DATA TO PROCESS →
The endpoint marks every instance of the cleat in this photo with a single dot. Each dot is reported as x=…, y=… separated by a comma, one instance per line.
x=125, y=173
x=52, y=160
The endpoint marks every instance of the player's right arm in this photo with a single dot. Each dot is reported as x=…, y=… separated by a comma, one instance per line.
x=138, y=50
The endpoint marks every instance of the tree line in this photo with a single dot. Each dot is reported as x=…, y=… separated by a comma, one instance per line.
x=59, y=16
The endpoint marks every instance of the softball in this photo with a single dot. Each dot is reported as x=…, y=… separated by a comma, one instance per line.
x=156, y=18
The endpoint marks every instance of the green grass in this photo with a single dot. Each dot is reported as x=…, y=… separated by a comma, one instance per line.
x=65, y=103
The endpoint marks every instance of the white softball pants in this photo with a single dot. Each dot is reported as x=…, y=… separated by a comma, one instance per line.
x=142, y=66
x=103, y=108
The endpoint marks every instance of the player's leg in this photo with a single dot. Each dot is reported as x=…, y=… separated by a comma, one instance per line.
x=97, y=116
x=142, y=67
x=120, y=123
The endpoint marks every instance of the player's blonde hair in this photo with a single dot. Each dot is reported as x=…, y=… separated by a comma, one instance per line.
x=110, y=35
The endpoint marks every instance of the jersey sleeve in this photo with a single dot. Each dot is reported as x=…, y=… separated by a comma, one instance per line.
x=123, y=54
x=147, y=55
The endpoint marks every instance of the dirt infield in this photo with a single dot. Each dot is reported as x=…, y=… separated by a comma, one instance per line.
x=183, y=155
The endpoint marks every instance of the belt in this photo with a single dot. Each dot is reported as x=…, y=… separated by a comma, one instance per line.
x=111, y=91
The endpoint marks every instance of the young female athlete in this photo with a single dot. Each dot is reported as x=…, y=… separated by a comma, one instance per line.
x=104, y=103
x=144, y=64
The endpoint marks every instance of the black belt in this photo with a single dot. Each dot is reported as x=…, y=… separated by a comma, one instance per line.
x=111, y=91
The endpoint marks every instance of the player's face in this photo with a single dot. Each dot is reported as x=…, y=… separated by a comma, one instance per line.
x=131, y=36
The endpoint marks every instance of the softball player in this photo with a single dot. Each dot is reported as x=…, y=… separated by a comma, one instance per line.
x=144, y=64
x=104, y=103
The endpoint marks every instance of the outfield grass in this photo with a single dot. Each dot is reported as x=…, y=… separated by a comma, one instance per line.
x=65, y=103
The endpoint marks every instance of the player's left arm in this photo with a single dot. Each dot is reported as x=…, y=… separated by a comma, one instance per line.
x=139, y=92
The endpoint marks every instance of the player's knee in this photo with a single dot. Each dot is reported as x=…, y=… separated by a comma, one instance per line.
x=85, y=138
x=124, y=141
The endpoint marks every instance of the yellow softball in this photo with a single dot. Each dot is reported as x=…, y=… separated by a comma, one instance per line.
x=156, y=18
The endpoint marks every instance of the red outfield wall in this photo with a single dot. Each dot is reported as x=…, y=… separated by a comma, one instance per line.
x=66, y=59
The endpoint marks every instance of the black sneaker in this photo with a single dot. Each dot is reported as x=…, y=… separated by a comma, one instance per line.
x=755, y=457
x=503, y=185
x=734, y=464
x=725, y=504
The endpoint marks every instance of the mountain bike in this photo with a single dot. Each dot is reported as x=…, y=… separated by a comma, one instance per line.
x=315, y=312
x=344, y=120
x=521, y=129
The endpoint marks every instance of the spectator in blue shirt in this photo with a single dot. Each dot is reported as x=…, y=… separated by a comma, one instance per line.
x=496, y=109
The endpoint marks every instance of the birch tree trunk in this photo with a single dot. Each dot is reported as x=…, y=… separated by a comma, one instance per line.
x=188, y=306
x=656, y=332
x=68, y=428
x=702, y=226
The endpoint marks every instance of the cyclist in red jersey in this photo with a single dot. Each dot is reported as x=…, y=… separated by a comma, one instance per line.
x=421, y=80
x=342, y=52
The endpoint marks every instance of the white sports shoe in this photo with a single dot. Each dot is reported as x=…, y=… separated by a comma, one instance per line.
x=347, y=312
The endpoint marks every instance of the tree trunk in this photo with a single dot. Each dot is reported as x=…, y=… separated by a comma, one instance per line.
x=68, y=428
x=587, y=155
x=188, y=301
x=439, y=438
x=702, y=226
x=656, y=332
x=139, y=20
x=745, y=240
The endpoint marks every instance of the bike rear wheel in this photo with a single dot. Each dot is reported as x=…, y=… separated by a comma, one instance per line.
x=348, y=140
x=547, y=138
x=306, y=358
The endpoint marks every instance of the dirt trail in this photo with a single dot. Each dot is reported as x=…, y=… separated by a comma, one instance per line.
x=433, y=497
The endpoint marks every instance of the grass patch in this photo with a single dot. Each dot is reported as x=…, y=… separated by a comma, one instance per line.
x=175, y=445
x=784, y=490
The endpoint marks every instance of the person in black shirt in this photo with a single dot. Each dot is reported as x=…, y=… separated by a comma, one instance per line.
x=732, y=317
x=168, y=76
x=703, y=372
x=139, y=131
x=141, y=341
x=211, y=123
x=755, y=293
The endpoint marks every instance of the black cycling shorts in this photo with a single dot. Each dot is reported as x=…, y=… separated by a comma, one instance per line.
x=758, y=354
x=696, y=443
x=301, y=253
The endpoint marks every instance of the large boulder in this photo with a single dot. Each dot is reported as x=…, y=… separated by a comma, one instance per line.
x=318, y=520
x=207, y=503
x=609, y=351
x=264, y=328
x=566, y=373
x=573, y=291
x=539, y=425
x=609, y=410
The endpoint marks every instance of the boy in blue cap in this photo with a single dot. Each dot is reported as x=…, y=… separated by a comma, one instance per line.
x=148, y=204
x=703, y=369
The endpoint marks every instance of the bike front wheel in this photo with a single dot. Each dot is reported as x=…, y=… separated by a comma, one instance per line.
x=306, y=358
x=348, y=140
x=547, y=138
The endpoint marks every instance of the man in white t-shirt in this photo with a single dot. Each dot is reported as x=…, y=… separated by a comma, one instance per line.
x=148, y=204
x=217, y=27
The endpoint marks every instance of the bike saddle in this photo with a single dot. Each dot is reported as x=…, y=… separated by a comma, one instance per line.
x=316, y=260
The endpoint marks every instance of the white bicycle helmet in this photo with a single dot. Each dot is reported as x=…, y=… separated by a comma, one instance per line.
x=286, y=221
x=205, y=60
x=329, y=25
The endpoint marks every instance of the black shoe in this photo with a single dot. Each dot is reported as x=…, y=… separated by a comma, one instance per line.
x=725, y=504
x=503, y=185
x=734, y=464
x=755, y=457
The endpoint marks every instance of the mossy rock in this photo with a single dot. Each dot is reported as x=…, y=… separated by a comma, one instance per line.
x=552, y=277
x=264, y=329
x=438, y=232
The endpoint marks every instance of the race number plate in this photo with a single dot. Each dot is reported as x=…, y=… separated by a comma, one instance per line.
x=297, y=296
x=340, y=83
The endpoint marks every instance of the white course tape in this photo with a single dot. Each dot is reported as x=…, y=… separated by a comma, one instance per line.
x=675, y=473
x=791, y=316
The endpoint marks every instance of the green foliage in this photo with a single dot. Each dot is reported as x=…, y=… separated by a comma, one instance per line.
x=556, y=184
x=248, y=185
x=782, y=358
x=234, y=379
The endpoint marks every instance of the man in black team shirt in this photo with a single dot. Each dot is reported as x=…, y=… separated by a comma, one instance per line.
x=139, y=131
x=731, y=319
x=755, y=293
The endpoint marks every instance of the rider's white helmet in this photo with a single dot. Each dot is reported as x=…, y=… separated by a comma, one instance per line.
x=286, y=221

GIVEN EXERCISE →
Can you reproduce all of the rows above word for word, keeping every character and line break unchanged?

PROBLEM SOLUTION →
The endpoint marks every instance of the cleat in this photo with a single dot. Each dot is reported as x=…, y=… separated by a comma, one instance per line.
x=125, y=173
x=52, y=160
The endpoint marks every instance of the player's right arm in this photo with a single dot. Each dot is reported as x=…, y=… separated by a comma, one instance per line.
x=138, y=50
The endpoint marks every instance of the tree line in this photo with a single dot. Each dot is reported as x=…, y=… separated by a comma, one instance per line.
x=59, y=16
The endpoint marks every instance of the softball in this photo with a single dot. Each dot is reported as x=…, y=… separated by a comma, one instance per line.
x=156, y=18
The endpoint marks every instance of the green grass in this photo with a single dot. Each dot is reported as x=…, y=… separated by a comma, one instance per line.
x=65, y=103
The endpoint marks every instance of the white softball pants in this photo with a single dot. Each dot is reported as x=…, y=… separated by a comma, one instance per line.
x=142, y=66
x=103, y=108
The endpoint marks every instance of the player's leg in this photo with a single dot. Each dot is reported as x=…, y=… separated by a comma, one instance per line.
x=97, y=116
x=142, y=67
x=120, y=123
The endpoint marks every instance of the player's blonde hair in this photo with a single dot. Each dot is reported as x=…, y=… separated by a comma, one instance per line.
x=110, y=35
The endpoint marks every instance of the jersey sleeve in this photo with a single dot. Each dot is reported as x=…, y=… separated by a comma, one instance per line.
x=123, y=54
x=147, y=55
The endpoint marks every instance of the dirt infield in this photo with a single dot. Each dot is reported as x=…, y=… separated by a comma, one instance per line.
x=183, y=155
The endpoint marks every instance of the belt in this photo with a single dot. Each dot is reported as x=…, y=… separated by a comma, one instance per line.
x=111, y=91
The endpoint marks every instance of the young female athlete in this photo with a single dot. Each dot is reported as x=…, y=… separated by a comma, one instance per line.
x=104, y=103
x=144, y=64
The endpoint marks every instance of the black belt in this photo with a single dot. Each dot is reported as x=…, y=… separated by a comma, one instance per line.
x=111, y=91
The endpoint marks every instance of the player's face in this photo with a single dot. Each dot is reported as x=…, y=… separated by a comma, one instance per line.
x=131, y=36
The endpoint marks every instance of the softball player in this photo with a single dot. Each dot is reported as x=…, y=… separated by a comma, one instance per line.
x=144, y=64
x=104, y=103
The endpoint marks every instance of the outfield grass in this photo with a single dot. Each dot is reported as x=…, y=… separated by a comma, one instance per line.
x=65, y=103
The endpoint marks every instance of the player's left arm in this photo with a single dot. Each dot is reported as x=…, y=… separated by a comma, one instance per line.
x=139, y=92
The endpoint marks every instance of the player's knee in this photo with a single dot. Each dot is reported as x=…, y=… separated by a comma, one instance per line.
x=85, y=138
x=124, y=141
The endpoint marks every instance of the yellow softball in this photo with a single dot. Each dot is reported as x=…, y=… separated by a comma, one instance per line.
x=156, y=18
The endpoint marks every instance of the red outfield wall in this photo with a single dot. Each dot is reported as x=…, y=… separated by a comma, one instance per line.
x=66, y=59
The endpoint marks every instance of the black sneaker in this photo with a single dot. Each dot is reported as x=…, y=… separated by a comma, one instance per line.
x=755, y=457
x=503, y=185
x=734, y=464
x=725, y=504
The endpoint marks every instance of the mountain bike in this photo with a single dot. Each dot is reported as x=…, y=… separated by a comma, one instance per line.
x=315, y=312
x=344, y=120
x=521, y=129
The endpoint marks every instance of the spectator in blue shirt in this photo with a single dot. Each dot is reported as x=…, y=… separated by a comma, one instance per line.
x=496, y=109
The endpoint marks every instance of the birch tree trunk in this photo with a single dot. Each dot is reported as x=…, y=… separated by a comma, one instance per line.
x=188, y=306
x=656, y=332
x=68, y=428
x=702, y=226
The endpoint marks every instance of the cyclist in red jersey in this photo with a single dot. Each dot is reported as x=…, y=… separated by a comma, one instance per line.
x=421, y=80
x=342, y=52
The endpoint marks every instance of the white sports shoe in this photo with a single dot. Each dot is reported as x=…, y=… separated by a comma, one instance per line.
x=347, y=312
The endpoint marks every instance of the tree trunk in this photo with a single dot. Each dot is reported as x=…, y=… separated by a comma, one instance per line.
x=68, y=428
x=587, y=155
x=188, y=301
x=439, y=438
x=702, y=226
x=656, y=332
x=139, y=20
x=745, y=240
The endpoint marks every instance of the bike rear wheel in this photo with a single dot. Each dot is reported as x=…, y=… separated by a comma, one instance per line.
x=348, y=140
x=547, y=138
x=306, y=358
The endpoint marks every instance of the dirt trail in this photo with a single dot. Each dot is reported as x=…, y=… separated by a comma, one instance per line.
x=433, y=497
The endpoint marks every instance of the grass patch in this photo with a single dot. Each dot is reported as x=…, y=… separated by a comma, one instance per line.
x=175, y=445
x=784, y=490
The endpoint marks every instance of the person in black shirt in this photo with a single dot. Each dot is reported as x=…, y=… separated by a comma, one instance per line.
x=732, y=317
x=168, y=76
x=703, y=372
x=139, y=131
x=141, y=341
x=211, y=123
x=755, y=293
The endpoint marks every instance of the black cycling shorts in this photo with a single dot. Each dot is reported as x=…, y=… separated by a comma, one instance per line.
x=758, y=354
x=696, y=443
x=301, y=253
The endpoint marks every instance of the large boulder in this photo with a single dot. Each dot is reported as x=…, y=… separated by a comma, one instance per line.
x=318, y=520
x=207, y=503
x=609, y=351
x=264, y=328
x=566, y=373
x=573, y=291
x=539, y=425
x=609, y=410
The endpoint marks every instance of the boy in blue cap in this photo with a single dot. Each dot is reported as x=…, y=… separated by a comma, one instance per line.
x=148, y=204
x=703, y=369
The endpoint marks every instance of the bike front wheel in this photo with a single dot. Each dot is reported as x=…, y=… separated by a comma, one instance per line.
x=306, y=358
x=348, y=140
x=547, y=138
The endpoint marks every instance of the man in white t-shirt in this photo with a single dot. Each dot is reported as x=…, y=… separated by a comma, one instance per line.
x=148, y=204
x=217, y=27
The endpoint marks every instance of the bike saddle in this photo with a single dot. Each dot is reported as x=…, y=… separated by a comma, one instance per line.
x=316, y=260
The endpoint marks every instance of the white bicycle helmet in this photo with a single dot. Each dot is reported as x=…, y=… separated by a comma, one instance per line.
x=286, y=221
x=205, y=60
x=329, y=25
The endpoint marks every instance of the black shoe in this photo with a single dot. Each dot is reported as x=…, y=… separated by a comma, one instance per line.
x=725, y=504
x=503, y=185
x=734, y=464
x=755, y=457
The endpoint marks every instance of the mossy rock in this photo with a single dot. Each dot is reported as x=…, y=… separated by a comma, one instance per line.
x=552, y=277
x=264, y=329
x=438, y=232
The endpoint marks every instance of the race number plate in this photo with a single dot. Each dot is reported as x=…, y=… separated by a comma, one instance per line.
x=297, y=296
x=340, y=83
The endpoint marks every instance of the white course tape in this photo with a single dot. Each dot is reported as x=…, y=… separated by a comma, one instance per line.
x=675, y=473
x=791, y=316
The endpoint marks every instance of the green foliage in this photo with a single dot. Each dot is reported as x=…, y=… separated by a comma, one instance per line.
x=556, y=184
x=248, y=185
x=782, y=358
x=234, y=379
The endpoint marks every instance of the man in black team shirt in this photo with a single dot. Each dot is reported as x=…, y=… separated by a comma, one instance per line.
x=139, y=131
x=731, y=319
x=755, y=293
The endpoint marks every instance of the rider's white helmet in this photo with a single dot. Each dot is reported as x=…, y=… separated by a comma, one instance per line.
x=286, y=221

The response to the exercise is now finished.